(Image location labeling entries)
· · · · · · ·
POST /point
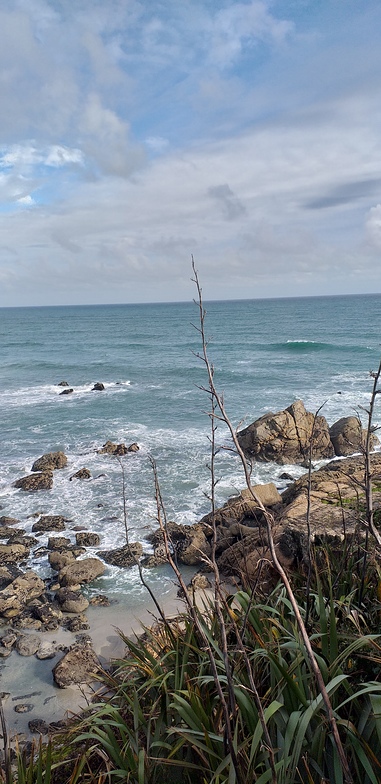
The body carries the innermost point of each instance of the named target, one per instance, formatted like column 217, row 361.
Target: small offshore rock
column 50, row 462
column 83, row 473
column 50, row 523
column 4, row 520
column 79, row 665
column 38, row 726
column 87, row 539
column 34, row 482
column 123, row 556
column 81, row 572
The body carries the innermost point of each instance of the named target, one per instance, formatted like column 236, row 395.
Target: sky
column 137, row 133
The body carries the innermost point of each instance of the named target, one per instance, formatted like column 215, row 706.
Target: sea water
column 265, row 353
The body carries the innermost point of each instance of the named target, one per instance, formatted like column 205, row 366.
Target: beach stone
column 71, row 601
column 87, row 539
column 38, row 726
column 5, row 521
column 348, row 436
column 28, row 644
column 12, row 553
column 50, row 523
column 285, row 437
column 21, row 590
column 58, row 542
column 79, row 665
column 123, row 556
column 58, row 559
column 83, row 473
column 50, row 462
column 34, row 482
column 81, row 572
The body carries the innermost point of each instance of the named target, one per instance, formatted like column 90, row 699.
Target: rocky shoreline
column 32, row 608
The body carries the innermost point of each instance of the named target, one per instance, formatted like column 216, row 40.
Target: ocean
column 266, row 354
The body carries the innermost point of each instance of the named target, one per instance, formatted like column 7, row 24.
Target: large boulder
column 348, row 436
column 78, row 665
column 33, row 482
column 50, row 462
column 81, row 572
column 287, row 437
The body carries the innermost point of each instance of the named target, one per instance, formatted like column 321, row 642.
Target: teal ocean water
column 266, row 353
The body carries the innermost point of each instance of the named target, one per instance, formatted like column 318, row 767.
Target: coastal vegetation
column 277, row 681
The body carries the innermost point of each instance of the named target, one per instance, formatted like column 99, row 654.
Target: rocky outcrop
column 348, row 436
column 33, row 482
column 81, row 572
column 50, row 462
column 287, row 436
column 123, row 556
column 78, row 665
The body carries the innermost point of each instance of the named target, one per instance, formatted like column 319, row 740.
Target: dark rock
column 50, row 523
column 83, row 473
column 81, row 572
column 34, row 482
column 286, row 437
column 123, row 556
column 79, row 665
column 50, row 462
column 87, row 539
column 8, row 520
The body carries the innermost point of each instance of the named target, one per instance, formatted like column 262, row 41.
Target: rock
column 58, row 559
column 348, row 436
column 5, row 521
column 12, row 553
column 50, row 462
column 87, row 539
column 71, row 601
column 123, row 556
column 81, row 572
column 38, row 726
column 109, row 448
column 285, row 437
column 58, row 542
column 21, row 590
column 28, row 644
column 34, row 482
column 50, row 523
column 79, row 665
column 83, row 473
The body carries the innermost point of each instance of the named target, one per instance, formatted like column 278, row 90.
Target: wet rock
column 50, row 462
column 28, row 644
column 8, row 520
column 71, row 601
column 87, row 539
column 83, row 473
column 79, row 665
column 81, row 572
column 286, row 437
column 123, row 556
column 50, row 523
column 38, row 726
column 34, row 482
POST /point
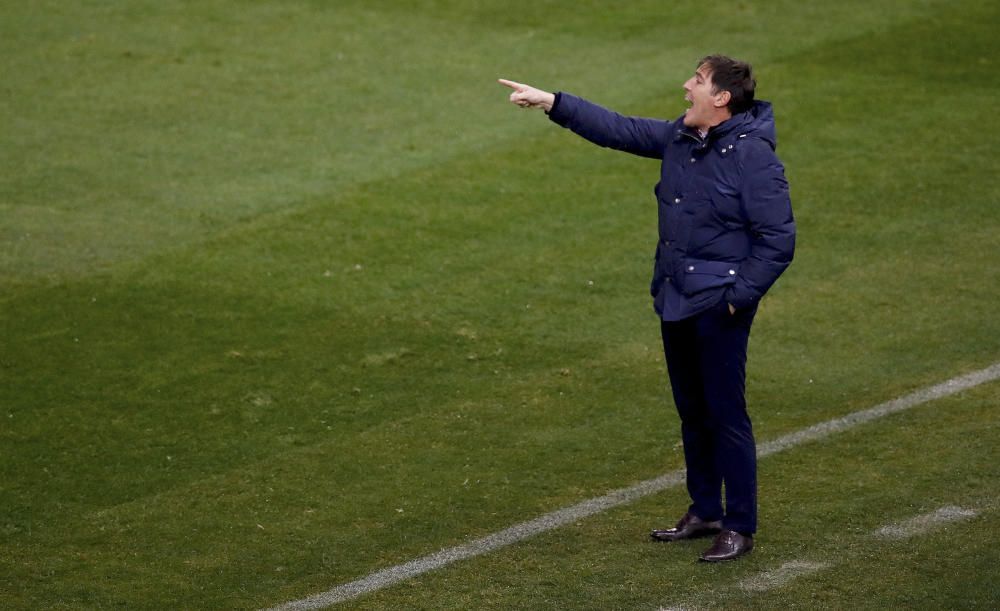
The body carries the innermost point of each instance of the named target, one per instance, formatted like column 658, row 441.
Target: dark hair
column 733, row 76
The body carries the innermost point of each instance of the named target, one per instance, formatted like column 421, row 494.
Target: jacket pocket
column 702, row 275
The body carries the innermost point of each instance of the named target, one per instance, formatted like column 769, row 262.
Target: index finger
column 511, row 84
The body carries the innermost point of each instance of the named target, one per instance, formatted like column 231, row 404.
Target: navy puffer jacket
column 726, row 230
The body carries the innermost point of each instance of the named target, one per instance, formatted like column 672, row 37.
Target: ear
column 722, row 98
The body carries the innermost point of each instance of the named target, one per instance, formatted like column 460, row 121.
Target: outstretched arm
column 636, row 135
column 527, row 96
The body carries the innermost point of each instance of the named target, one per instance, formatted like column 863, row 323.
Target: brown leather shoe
column 728, row 545
column 689, row 527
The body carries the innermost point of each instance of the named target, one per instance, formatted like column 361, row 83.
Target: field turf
column 290, row 293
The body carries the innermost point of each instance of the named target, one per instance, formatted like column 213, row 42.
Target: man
column 726, row 233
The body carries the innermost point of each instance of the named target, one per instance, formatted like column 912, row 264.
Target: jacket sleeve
column 643, row 137
column 768, row 211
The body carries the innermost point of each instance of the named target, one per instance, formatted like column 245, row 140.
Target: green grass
column 291, row 294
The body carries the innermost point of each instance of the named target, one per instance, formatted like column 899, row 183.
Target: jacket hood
column 758, row 122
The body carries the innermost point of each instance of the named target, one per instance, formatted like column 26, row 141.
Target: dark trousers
column 706, row 358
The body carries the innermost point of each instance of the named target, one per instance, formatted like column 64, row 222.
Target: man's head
column 721, row 87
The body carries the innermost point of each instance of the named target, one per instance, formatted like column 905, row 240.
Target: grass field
column 290, row 293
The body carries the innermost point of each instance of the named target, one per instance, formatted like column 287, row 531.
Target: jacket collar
column 728, row 126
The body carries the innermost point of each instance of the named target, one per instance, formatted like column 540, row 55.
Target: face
column 707, row 108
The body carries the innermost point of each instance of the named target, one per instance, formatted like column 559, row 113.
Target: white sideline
column 924, row 523
column 780, row 576
column 395, row 574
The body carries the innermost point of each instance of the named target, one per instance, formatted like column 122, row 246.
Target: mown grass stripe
column 396, row 574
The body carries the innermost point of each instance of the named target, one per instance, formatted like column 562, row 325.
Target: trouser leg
column 722, row 339
column 706, row 361
column 704, row 482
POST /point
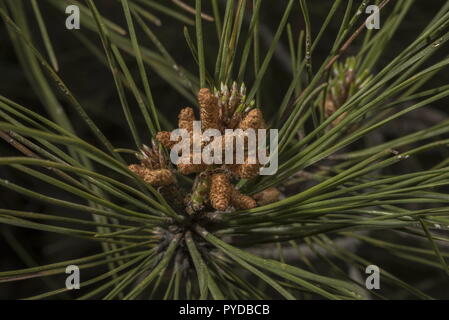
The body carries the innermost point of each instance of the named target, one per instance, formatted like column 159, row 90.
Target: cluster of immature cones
column 223, row 109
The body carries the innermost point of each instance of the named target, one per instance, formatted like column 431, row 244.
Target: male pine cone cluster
column 224, row 109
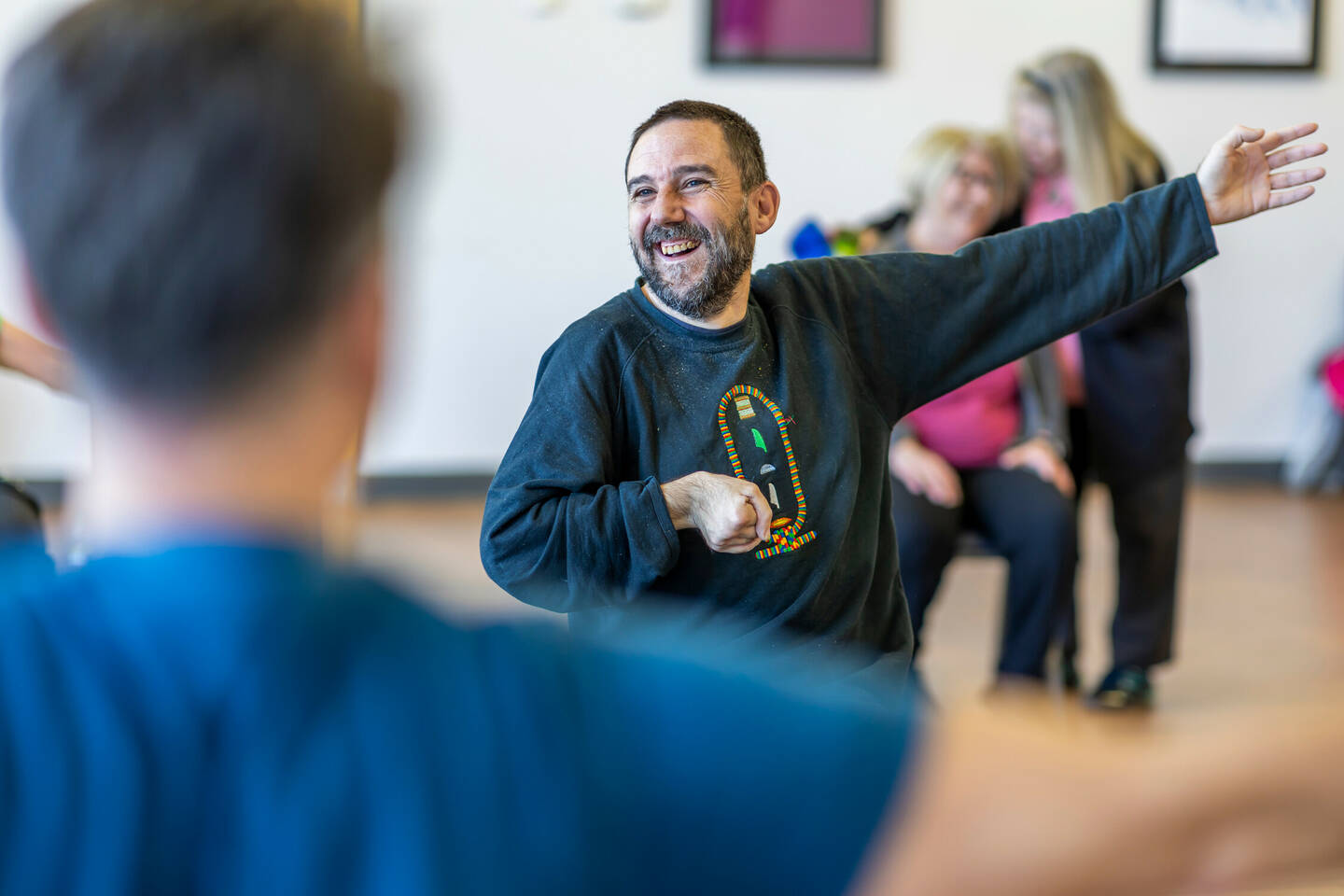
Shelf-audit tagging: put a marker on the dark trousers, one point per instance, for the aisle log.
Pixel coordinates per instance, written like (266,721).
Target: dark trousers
(1020,517)
(21,516)
(1147,513)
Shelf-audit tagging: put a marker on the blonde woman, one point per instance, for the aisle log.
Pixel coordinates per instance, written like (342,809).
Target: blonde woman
(987,457)
(1127,379)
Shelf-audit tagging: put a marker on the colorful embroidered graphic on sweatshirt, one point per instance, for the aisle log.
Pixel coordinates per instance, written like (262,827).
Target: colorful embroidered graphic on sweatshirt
(745,418)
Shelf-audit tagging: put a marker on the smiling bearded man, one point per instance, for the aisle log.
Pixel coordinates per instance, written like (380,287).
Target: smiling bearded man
(722,437)
(726,257)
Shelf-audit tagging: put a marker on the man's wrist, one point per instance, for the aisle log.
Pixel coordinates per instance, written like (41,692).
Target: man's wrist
(679,497)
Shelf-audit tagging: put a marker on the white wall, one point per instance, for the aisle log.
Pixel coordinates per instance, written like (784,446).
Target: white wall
(42,436)
(510,219)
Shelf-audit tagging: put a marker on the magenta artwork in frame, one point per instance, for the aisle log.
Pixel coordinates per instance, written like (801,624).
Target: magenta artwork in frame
(824,33)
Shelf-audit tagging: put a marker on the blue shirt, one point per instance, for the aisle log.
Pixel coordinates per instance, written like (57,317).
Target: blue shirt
(244,719)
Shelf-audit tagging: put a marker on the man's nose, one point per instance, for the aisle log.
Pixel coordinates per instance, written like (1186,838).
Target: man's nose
(668,208)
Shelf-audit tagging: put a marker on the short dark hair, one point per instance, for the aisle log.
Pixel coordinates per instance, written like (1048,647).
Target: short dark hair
(742,138)
(189,182)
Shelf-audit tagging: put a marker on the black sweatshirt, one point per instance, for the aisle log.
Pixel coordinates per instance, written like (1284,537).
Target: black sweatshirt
(799,398)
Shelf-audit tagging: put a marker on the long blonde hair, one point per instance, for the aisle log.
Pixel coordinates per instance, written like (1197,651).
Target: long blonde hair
(1103,156)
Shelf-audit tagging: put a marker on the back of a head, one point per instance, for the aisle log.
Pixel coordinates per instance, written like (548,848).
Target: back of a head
(1105,156)
(191,182)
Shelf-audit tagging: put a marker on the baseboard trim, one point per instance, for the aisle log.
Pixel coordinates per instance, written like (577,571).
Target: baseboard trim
(1239,471)
(472,485)
(425,488)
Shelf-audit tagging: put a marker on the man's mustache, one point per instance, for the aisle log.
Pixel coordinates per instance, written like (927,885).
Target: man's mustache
(660,232)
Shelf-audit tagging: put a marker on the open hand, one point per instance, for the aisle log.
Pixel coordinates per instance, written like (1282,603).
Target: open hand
(1238,177)
(924,471)
(1041,457)
(730,513)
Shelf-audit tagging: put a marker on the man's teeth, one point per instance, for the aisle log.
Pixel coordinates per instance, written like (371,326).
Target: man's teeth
(674,248)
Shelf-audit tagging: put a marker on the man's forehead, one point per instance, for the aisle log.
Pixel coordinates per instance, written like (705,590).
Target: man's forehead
(677,143)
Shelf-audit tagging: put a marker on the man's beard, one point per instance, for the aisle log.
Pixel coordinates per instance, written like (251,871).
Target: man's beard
(729,257)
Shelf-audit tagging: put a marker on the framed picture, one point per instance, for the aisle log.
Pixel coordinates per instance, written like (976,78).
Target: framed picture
(796,33)
(1237,35)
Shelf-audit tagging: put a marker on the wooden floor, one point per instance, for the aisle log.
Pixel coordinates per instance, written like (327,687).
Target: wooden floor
(1261,602)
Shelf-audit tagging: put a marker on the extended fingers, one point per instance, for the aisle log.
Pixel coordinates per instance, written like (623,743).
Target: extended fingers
(1294,177)
(1289,196)
(1276,138)
(1295,153)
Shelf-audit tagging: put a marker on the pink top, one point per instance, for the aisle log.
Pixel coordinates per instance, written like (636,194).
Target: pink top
(1051,199)
(973,425)
(1334,373)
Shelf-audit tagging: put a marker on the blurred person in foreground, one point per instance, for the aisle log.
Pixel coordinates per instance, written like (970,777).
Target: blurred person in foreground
(1126,378)
(206,707)
(987,457)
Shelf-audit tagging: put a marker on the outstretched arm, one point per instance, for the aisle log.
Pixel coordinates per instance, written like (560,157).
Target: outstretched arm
(921,326)
(28,355)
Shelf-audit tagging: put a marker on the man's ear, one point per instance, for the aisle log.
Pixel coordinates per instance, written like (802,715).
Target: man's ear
(36,308)
(763,205)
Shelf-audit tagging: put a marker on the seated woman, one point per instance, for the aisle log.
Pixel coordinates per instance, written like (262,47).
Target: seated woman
(988,455)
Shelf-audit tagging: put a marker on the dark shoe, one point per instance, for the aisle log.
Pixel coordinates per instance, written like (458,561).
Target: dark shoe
(1121,690)
(1069,673)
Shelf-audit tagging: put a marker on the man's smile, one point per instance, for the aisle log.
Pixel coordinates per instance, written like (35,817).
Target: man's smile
(678,248)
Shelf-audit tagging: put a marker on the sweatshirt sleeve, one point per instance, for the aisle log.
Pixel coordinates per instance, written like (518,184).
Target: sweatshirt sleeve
(921,326)
(561,531)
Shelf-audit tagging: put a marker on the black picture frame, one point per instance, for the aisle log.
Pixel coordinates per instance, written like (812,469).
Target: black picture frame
(1163,61)
(871,57)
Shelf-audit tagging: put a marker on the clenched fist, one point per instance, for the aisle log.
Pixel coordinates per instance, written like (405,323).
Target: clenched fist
(730,513)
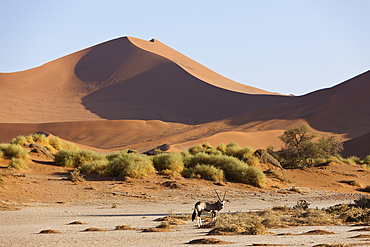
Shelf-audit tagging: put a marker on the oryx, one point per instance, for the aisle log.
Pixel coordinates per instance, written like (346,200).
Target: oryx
(209,207)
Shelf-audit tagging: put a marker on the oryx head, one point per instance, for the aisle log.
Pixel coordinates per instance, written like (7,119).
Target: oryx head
(222,202)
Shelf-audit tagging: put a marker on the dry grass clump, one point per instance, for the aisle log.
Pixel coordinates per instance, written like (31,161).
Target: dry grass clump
(233,168)
(351,182)
(169,161)
(53,144)
(132,165)
(335,245)
(18,164)
(75,159)
(76,223)
(93,166)
(317,232)
(208,241)
(124,228)
(93,229)
(49,231)
(14,151)
(75,176)
(208,172)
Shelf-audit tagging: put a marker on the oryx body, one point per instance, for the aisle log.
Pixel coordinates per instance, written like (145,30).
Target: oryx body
(213,208)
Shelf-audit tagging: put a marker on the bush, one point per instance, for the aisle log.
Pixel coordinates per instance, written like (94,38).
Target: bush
(131,165)
(169,161)
(205,171)
(75,176)
(301,151)
(20,140)
(234,169)
(40,138)
(75,159)
(93,166)
(243,154)
(14,151)
(367,160)
(18,164)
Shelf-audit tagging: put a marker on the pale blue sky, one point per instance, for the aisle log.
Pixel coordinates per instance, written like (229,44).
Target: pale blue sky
(290,47)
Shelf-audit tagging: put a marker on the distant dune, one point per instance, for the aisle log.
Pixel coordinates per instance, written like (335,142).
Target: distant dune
(132,93)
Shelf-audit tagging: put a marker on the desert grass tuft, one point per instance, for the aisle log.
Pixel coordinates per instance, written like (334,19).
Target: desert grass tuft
(75,176)
(124,228)
(234,169)
(94,229)
(169,161)
(94,166)
(75,159)
(14,151)
(76,223)
(132,165)
(351,182)
(208,241)
(208,172)
(49,231)
(18,164)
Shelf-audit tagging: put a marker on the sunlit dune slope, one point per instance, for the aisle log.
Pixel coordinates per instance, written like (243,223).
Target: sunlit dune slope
(120,80)
(132,93)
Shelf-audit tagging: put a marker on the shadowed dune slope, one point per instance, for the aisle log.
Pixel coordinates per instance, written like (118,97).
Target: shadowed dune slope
(342,109)
(141,84)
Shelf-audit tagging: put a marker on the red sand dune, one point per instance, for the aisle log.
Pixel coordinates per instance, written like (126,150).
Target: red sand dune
(131,93)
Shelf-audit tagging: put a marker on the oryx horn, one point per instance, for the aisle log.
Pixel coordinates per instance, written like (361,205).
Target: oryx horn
(217,195)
· · · · · · ·
# Task instructions
Write the lines out exactly, from the one with "Shelf-audit tagging: put a marker on the desert" down to the last line of the listing, and leave out all others.

# Complete response
Shelf-audit tagging: put a marker on the desert grass tuft, one point per instance, for the aisle log.
Pixel coordinates per instance, written like (334,19).
Target: desert grass tuft
(75,176)
(124,228)
(234,169)
(94,229)
(169,161)
(94,166)
(75,159)
(14,151)
(76,223)
(132,165)
(351,182)
(208,241)
(208,172)
(49,231)
(18,164)
Shelf-audit tagging: put a marker on the sunlit dune slope, one point per instance, for the aisle log.
Pixel coordinates per instance, written like (243,223).
Target: sunlit dune slope
(120,80)
(132,93)
Shelf-audit tagging: put a marker on the shadowed dune slope, one point per instance, for the aisle log.
Pixel coordinates per instance, written like (118,97).
Target: shadowed dune slope
(342,109)
(141,84)
Shelf-audit tagging: put a marker on the red sand dune, one point per instance, for the aisle log.
Pixel coordinates per instance, written like (126,150).
Target: red sand dune
(131,93)
Shelf-audit tagging: put a marker on the oryx horn, one point per instance, for the aisle log.
Pixel coordinates per instance, written like (361,205).
Target: oryx horn
(217,195)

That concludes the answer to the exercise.